(Point annotation dataset records)

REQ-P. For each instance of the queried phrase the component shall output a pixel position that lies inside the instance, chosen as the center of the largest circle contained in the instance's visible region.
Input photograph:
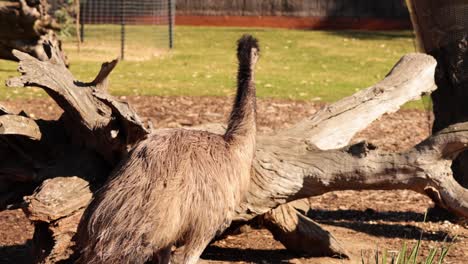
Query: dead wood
(96, 130)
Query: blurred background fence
(297, 8)
(118, 27)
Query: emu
(177, 188)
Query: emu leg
(300, 234)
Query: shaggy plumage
(177, 187)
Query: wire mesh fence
(131, 29)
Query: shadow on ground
(18, 254)
(389, 224)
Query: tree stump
(58, 164)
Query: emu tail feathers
(247, 50)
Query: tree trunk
(25, 25)
(442, 30)
(96, 130)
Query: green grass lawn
(295, 64)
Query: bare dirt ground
(364, 221)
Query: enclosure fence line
(120, 21)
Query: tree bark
(25, 25)
(96, 130)
(442, 31)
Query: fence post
(122, 30)
(170, 23)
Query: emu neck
(242, 123)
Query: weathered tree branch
(26, 25)
(288, 166)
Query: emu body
(176, 188)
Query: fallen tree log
(96, 131)
(25, 25)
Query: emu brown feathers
(176, 188)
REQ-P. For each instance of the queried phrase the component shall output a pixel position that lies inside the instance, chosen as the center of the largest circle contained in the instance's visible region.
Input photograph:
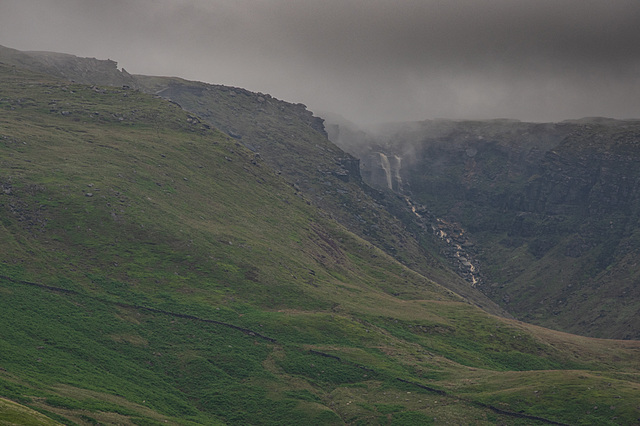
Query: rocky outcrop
(553, 210)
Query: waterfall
(386, 166)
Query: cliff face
(552, 210)
(290, 140)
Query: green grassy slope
(153, 271)
(291, 141)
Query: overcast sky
(368, 60)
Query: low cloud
(368, 60)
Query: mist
(369, 61)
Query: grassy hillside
(292, 141)
(154, 271)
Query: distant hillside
(154, 271)
(291, 140)
(552, 210)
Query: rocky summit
(181, 253)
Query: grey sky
(369, 60)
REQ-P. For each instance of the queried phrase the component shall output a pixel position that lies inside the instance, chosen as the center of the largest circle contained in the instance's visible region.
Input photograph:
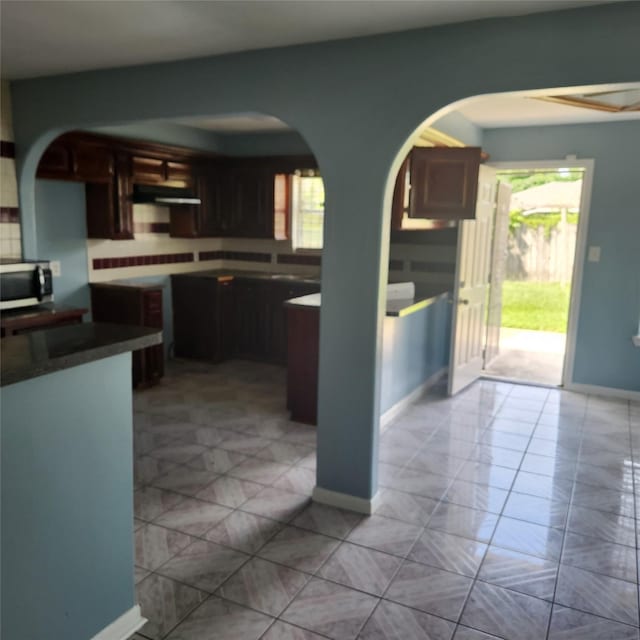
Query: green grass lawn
(540, 306)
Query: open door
(469, 323)
(497, 272)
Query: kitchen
(163, 242)
(59, 228)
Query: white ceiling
(45, 38)
(236, 123)
(493, 112)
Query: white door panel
(471, 287)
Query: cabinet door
(109, 206)
(251, 319)
(225, 320)
(400, 192)
(194, 317)
(444, 182)
(93, 164)
(179, 174)
(56, 162)
(251, 203)
(280, 292)
(147, 170)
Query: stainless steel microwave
(25, 284)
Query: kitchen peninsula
(415, 351)
(67, 504)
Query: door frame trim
(588, 164)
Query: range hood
(152, 194)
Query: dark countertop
(37, 353)
(44, 311)
(225, 274)
(394, 308)
(127, 284)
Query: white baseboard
(399, 407)
(595, 390)
(123, 627)
(346, 501)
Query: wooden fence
(541, 255)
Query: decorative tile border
(10, 214)
(248, 256)
(7, 149)
(291, 258)
(141, 261)
(150, 227)
(211, 255)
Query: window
(307, 210)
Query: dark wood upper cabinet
(138, 306)
(250, 203)
(238, 195)
(109, 205)
(444, 182)
(400, 200)
(148, 170)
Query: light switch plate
(594, 254)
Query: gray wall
(67, 502)
(414, 348)
(62, 235)
(610, 296)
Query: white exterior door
(497, 272)
(469, 323)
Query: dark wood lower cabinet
(135, 305)
(202, 317)
(303, 338)
(215, 319)
(46, 316)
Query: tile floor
(506, 512)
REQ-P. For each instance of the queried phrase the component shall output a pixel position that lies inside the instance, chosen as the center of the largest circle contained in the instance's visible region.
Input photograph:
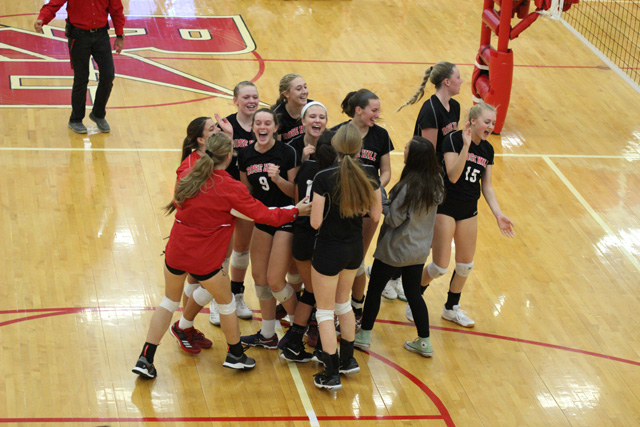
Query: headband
(311, 104)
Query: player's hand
(506, 225)
(304, 207)
(224, 124)
(273, 171)
(118, 44)
(307, 152)
(466, 134)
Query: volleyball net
(613, 28)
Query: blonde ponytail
(218, 148)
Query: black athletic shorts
(198, 277)
(459, 210)
(303, 242)
(330, 258)
(288, 227)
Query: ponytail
(194, 131)
(436, 74)
(198, 179)
(354, 193)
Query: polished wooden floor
(556, 341)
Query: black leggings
(411, 277)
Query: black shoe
(77, 127)
(329, 382)
(349, 367)
(317, 355)
(243, 362)
(293, 354)
(144, 368)
(103, 126)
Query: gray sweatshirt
(405, 236)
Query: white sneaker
(389, 292)
(397, 284)
(457, 316)
(408, 313)
(242, 309)
(214, 317)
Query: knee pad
(294, 279)
(284, 294)
(240, 260)
(227, 308)
(308, 298)
(202, 296)
(435, 271)
(190, 287)
(263, 292)
(170, 306)
(343, 308)
(464, 269)
(360, 271)
(324, 315)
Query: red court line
(328, 61)
(520, 340)
(218, 419)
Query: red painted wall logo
(35, 69)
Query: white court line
(302, 391)
(593, 213)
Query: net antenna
(554, 11)
(493, 72)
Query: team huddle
(277, 189)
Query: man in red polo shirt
(87, 32)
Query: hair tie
(311, 104)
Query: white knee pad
(240, 259)
(170, 306)
(202, 296)
(360, 271)
(263, 293)
(284, 294)
(190, 287)
(227, 308)
(435, 271)
(324, 315)
(294, 279)
(343, 308)
(464, 269)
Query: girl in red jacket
(206, 200)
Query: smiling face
(369, 114)
(315, 121)
(209, 129)
(247, 100)
(483, 125)
(454, 82)
(264, 127)
(297, 92)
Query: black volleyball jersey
(434, 115)
(241, 140)
(288, 127)
(298, 145)
(375, 144)
(467, 188)
(334, 228)
(304, 182)
(255, 165)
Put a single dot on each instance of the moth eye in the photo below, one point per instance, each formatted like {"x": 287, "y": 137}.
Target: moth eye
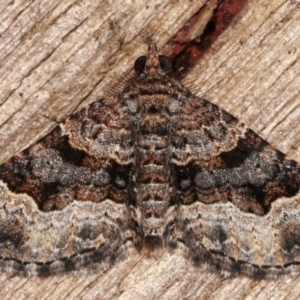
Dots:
{"x": 140, "y": 64}
{"x": 165, "y": 63}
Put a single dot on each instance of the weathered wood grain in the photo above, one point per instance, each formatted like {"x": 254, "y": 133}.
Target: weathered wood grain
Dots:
{"x": 58, "y": 56}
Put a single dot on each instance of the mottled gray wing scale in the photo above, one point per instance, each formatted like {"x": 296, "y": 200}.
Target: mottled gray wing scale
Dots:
{"x": 63, "y": 200}
{"x": 230, "y": 187}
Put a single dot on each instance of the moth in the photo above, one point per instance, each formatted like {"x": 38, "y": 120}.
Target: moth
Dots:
{"x": 154, "y": 167}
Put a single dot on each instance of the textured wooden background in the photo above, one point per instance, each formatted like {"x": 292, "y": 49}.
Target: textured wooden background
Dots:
{"x": 57, "y": 56}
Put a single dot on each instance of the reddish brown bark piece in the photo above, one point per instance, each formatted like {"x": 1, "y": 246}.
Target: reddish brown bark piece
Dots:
{"x": 151, "y": 167}
{"x": 187, "y": 52}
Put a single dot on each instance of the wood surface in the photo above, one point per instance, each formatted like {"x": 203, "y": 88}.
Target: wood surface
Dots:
{"x": 57, "y": 56}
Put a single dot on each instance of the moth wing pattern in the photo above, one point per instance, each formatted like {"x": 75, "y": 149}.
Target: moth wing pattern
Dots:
{"x": 239, "y": 195}
{"x": 63, "y": 200}
{"x": 152, "y": 166}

Objective: Rename "Input photograph" to "Source image" everywhere in the listing, and reproduce every other line unchanged. Omit the pictures from your answer.

The solution:
REQ-P. For each instance of the queried phrase the component shall output a pixel position that lies inside the instance, chosen as the center of the largest circle contained in the instance's visible region.
Source image:
Query: dead wood
(96, 130)
Query: blurred background fence
(297, 8)
(118, 27)
Query: emu
(177, 188)
Query: emu leg
(300, 234)
Query: shaggy plumage
(177, 187)
Query: wire mesh fence
(131, 29)
Query: shadow on ground
(18, 254)
(389, 224)
Query: tree stump
(58, 164)
Query: emu tail feathers
(247, 50)
Query: tree trunk
(25, 25)
(442, 30)
(96, 130)
Query: green grass lawn
(295, 64)
Query: bare dirt ground
(364, 221)
Query: enclosure fence line
(120, 21)
Query: tree bark
(25, 25)
(96, 130)
(442, 31)
Query: fence post
(122, 30)
(170, 23)
Query: emu neck
(242, 123)
Query: weathered tree branch
(26, 25)
(288, 166)
Query: emu body
(176, 188)
Query: fallen tree log
(96, 131)
(25, 25)
Query: emu brown feathers
(176, 188)
REQ-P. For each instance of the queried phrase the component shall output a pixel position that lies inside the instance, chosen as the center of the largest circle contained in the instance's visible region.
Source image:
Query: rocky outcrop
(553, 210)
Query: waterfall
(386, 166)
Query: cliff face
(552, 210)
(290, 140)
Query: green grassy slope
(153, 271)
(291, 141)
Query: overcast sky
(368, 60)
Query: low cloud
(368, 60)
Query: mist
(369, 61)
Query: grassy hillside
(292, 141)
(154, 271)
Query: distant hillside
(154, 271)
(291, 140)
(552, 210)
Query: rocky summit
(181, 253)
Query: grey sky
(369, 60)
REQ-P. For each instance of the queried phrase the component shall output a pixel position that lies inside the instance, chosen as the center of the largest circle contained in the instance's visible region.
Source image:
Query: green grass lawn
(540, 306)
Query: open door
(469, 323)
(497, 272)
Query: kitchen
(163, 242)
(59, 228)
Query: white ceiling
(45, 38)
(236, 123)
(493, 112)
Query: white door panel
(471, 287)
Query: cabinet door
(109, 206)
(251, 319)
(225, 320)
(400, 192)
(194, 317)
(444, 182)
(93, 164)
(179, 174)
(56, 162)
(251, 203)
(280, 292)
(147, 170)
Query: stainless steel microwave
(25, 284)
Query: kitchen peninsula
(415, 351)
(67, 504)
Query: door frame trim
(588, 164)
Query: range hood
(152, 194)
Query: dark countertop
(37, 353)
(44, 311)
(225, 274)
(394, 308)
(127, 284)
Query: white baseboard
(399, 407)
(595, 390)
(123, 627)
(346, 501)
Query: wooden fence
(541, 255)
Query: decorative tile border
(10, 214)
(248, 256)
(7, 149)
(291, 258)
(141, 261)
(150, 227)
(211, 255)
Query: window
(307, 210)
Query: dark wood upper cabinet
(138, 306)
(250, 203)
(238, 195)
(109, 205)
(444, 182)
(400, 200)
(148, 170)
Query: light switch plate
(594, 254)
Query: gray wall
(67, 502)
(414, 348)
(62, 235)
(610, 296)
Query: white exterior door
(497, 272)
(469, 323)
Query: dark wood lower cabinet
(135, 305)
(202, 317)
(303, 338)
(215, 319)
(46, 316)
Query: tile floor
(506, 512)
REQ-P. For each instance of the queried phrase the component shall output a pixel position that lies inside the instance, chosen as the center of the largest circle contained in the instance's visible region.
Source image:
Query: headband
(311, 104)
Query: player's hand
(506, 225)
(304, 207)
(224, 124)
(273, 171)
(118, 44)
(307, 152)
(466, 134)
Query: volleyball net
(613, 28)
Query: blonde ponytail
(218, 148)
Query: black athletic shorts
(198, 277)
(459, 210)
(303, 242)
(330, 258)
(288, 227)
Query: ponytail
(194, 131)
(436, 74)
(198, 179)
(354, 193)
Query: polished wooden floor
(556, 341)
Query: black leggings
(411, 277)
Query: black shoe
(77, 127)
(329, 382)
(349, 367)
(317, 355)
(243, 362)
(293, 354)
(144, 368)
(103, 126)
Query: gray sweatshirt
(405, 236)
Query: white sneaker
(389, 292)
(397, 284)
(457, 316)
(408, 313)
(242, 309)
(214, 317)
Query: knee pad
(294, 279)
(284, 294)
(240, 260)
(227, 308)
(308, 298)
(202, 296)
(435, 271)
(190, 287)
(263, 292)
(170, 306)
(343, 308)
(464, 269)
(360, 271)
(324, 315)
Query: red court line
(328, 61)
(520, 340)
(218, 419)
Query: red painted wall logo
(35, 69)
Query: white court line
(302, 391)
(593, 213)
Query: net antenna
(554, 11)
(493, 72)
Query: team huddle
(277, 189)
Query: man in red polo shirt
(87, 32)
Query: hair tie
(311, 104)
Query: white knee pad
(240, 259)
(170, 306)
(202, 296)
(360, 271)
(263, 293)
(284, 294)
(190, 287)
(227, 308)
(435, 271)
(324, 315)
(294, 279)
(343, 308)
(464, 269)
Query: girl in red jacket
(206, 200)
Query: smiling face
(369, 114)
(315, 121)
(209, 129)
(247, 100)
(483, 125)
(454, 82)
(264, 127)
(297, 92)
Query: black volleyball jersey
(434, 115)
(241, 140)
(288, 127)
(298, 145)
(375, 144)
(467, 188)
(334, 228)
(304, 182)
(255, 165)
Put a single dot on each instance of the moth eye in the photo below, one point per instance, each formatted like {"x": 287, "y": 137}.
Target: moth eye
Dots:
{"x": 140, "y": 64}
{"x": 165, "y": 63}
Put a single dot on each instance of the weathered wood grain in the photo above, one point per instance, each formatted like {"x": 254, "y": 133}.
Target: weathered wood grain
Dots:
{"x": 58, "y": 56}
Put a single dot on each instance of the mottled gray wing scale in the photo above, one point per instance, each formatted like {"x": 296, "y": 200}.
Target: mottled gray wing scale
Dots:
{"x": 63, "y": 200}
{"x": 230, "y": 187}
Put a single dot on each instance of the moth in the photo above, one point per instance, each formatted like {"x": 38, "y": 120}.
Target: moth
Dots:
{"x": 154, "y": 167}
Put a single dot on each instance of the textured wooden background in the photo above, one point per instance, each formatted like {"x": 292, "y": 49}.
Target: textured wooden background
Dots:
{"x": 57, "y": 56}
Put a single dot on each instance of the reddish brown bark piece in the photo above, one point per instance, each formatted like {"x": 1, "y": 246}.
Target: reddish brown bark piece
Dots:
{"x": 151, "y": 167}
{"x": 187, "y": 52}
Put a single dot on each instance of the wood surface in the photo above, one point per instance, each formatted like {"x": 203, "y": 88}.
Target: wood surface
Dots:
{"x": 57, "y": 56}
Put a single dot on each instance of the moth wing pattern in the photo above, one point per instance, each formatted like {"x": 75, "y": 149}.
Target: moth wing pattern
Dots:
{"x": 239, "y": 195}
{"x": 63, "y": 200}
{"x": 152, "y": 166}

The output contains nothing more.